- _Provided text_:
---

Do I get nervous? Yes. And I'm not ashamed of it. I recognize that the feeling of "nerves" is because I care.
When we step out onto the pitch in that referee jersey with whistle and cards in hand, we will be judged. It's inevitable. Everyone around that pitch, coaches, players and certainly spectators, think that they know how the laws of the game should be enforced. Almost every call is questioned by somebody and rarely do they actually know what they are talking about.
I actually get my first nerves as soon as the assignments come out. I'll get the text and see my name attached to a high level, MLS Next, ECNL or Semi-Pro adult game and begin to question myself. It may only last for a few minutes, but it's amazing how after reffing for almost 8 years, I still hear that negative self-talk in my head questioning my abilities.
After a little while, I have the wisdom to recognize that the neves I'm feeling are a good thing. It means that these games will be challenging. I know, that rarely in life is anything worth doing easy. The hardest challenges can be the most gratifying to overcome and look back upon.
First, I sincerely enjoy the physical challenge. Aside from running up 20 miles in 1 weekend over 4 or 5 games, the ability to continue making sprints and staying up with play in the 90th minute is hard. It requires me to train 4 or 5 times a week to ensure I can do that on the weekends. It gives my workouts a purpose.

---

- _Extracted data_:

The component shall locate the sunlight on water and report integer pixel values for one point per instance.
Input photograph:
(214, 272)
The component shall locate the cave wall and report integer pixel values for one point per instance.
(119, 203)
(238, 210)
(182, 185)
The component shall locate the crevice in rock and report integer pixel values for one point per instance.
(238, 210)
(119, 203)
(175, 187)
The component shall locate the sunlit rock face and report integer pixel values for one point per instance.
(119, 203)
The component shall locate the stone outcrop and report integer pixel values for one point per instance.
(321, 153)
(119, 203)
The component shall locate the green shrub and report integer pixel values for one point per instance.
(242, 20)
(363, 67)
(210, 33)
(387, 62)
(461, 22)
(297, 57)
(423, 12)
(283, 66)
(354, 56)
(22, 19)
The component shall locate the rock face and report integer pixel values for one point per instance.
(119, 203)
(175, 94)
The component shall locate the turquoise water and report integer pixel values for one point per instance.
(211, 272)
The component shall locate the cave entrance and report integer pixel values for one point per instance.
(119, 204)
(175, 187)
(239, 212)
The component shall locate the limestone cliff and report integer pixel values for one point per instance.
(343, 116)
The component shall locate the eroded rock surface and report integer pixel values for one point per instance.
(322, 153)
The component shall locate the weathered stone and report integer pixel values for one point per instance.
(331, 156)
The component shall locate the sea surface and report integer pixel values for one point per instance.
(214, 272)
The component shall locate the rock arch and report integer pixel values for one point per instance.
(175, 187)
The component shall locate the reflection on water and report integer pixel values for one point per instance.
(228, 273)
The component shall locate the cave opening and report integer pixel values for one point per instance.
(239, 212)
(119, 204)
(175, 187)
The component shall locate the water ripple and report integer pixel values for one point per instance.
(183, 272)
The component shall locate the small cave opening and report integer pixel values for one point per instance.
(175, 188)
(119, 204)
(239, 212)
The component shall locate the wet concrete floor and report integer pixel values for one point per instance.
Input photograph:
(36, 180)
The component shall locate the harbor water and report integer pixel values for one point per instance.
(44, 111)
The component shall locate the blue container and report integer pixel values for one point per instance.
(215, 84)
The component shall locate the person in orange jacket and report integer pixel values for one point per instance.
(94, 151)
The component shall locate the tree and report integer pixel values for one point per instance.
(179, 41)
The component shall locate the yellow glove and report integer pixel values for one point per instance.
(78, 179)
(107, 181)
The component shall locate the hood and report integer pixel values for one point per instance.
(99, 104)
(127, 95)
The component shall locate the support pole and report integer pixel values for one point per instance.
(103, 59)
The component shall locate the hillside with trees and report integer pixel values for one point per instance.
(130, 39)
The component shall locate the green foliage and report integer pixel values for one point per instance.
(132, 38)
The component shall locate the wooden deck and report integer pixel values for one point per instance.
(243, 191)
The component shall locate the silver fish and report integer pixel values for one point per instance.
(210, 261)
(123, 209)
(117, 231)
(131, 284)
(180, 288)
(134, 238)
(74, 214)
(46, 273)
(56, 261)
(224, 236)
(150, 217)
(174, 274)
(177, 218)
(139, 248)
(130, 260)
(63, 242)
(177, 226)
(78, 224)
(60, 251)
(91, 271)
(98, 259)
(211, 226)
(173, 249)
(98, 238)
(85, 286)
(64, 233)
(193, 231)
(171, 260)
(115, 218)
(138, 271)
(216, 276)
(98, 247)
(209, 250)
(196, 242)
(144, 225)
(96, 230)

---

- _What the task requires_: Reproduce everything in the refereeing text above from "After a little" down to "workouts a purpose.".

- _Final answer_:
After a little while, I have the wisdom to recognize that the neves I'm feeling are a good thing. It means that these games will be challenging. I know, that rarely in life is anything worth doing easy. The hardest challenges can be the most gratifying to overcome and look back upon.
First, I sincerely enjoy the physical challenge. Aside from running up 20 miles in 1 weekend over 4 or 5 games, the ability to continue making sprints and staying up with play in the 90th minute is hard. It requires me to train 4 or 5 times a week to ensure I can do that on the weekends. It gives my workouts a purpose.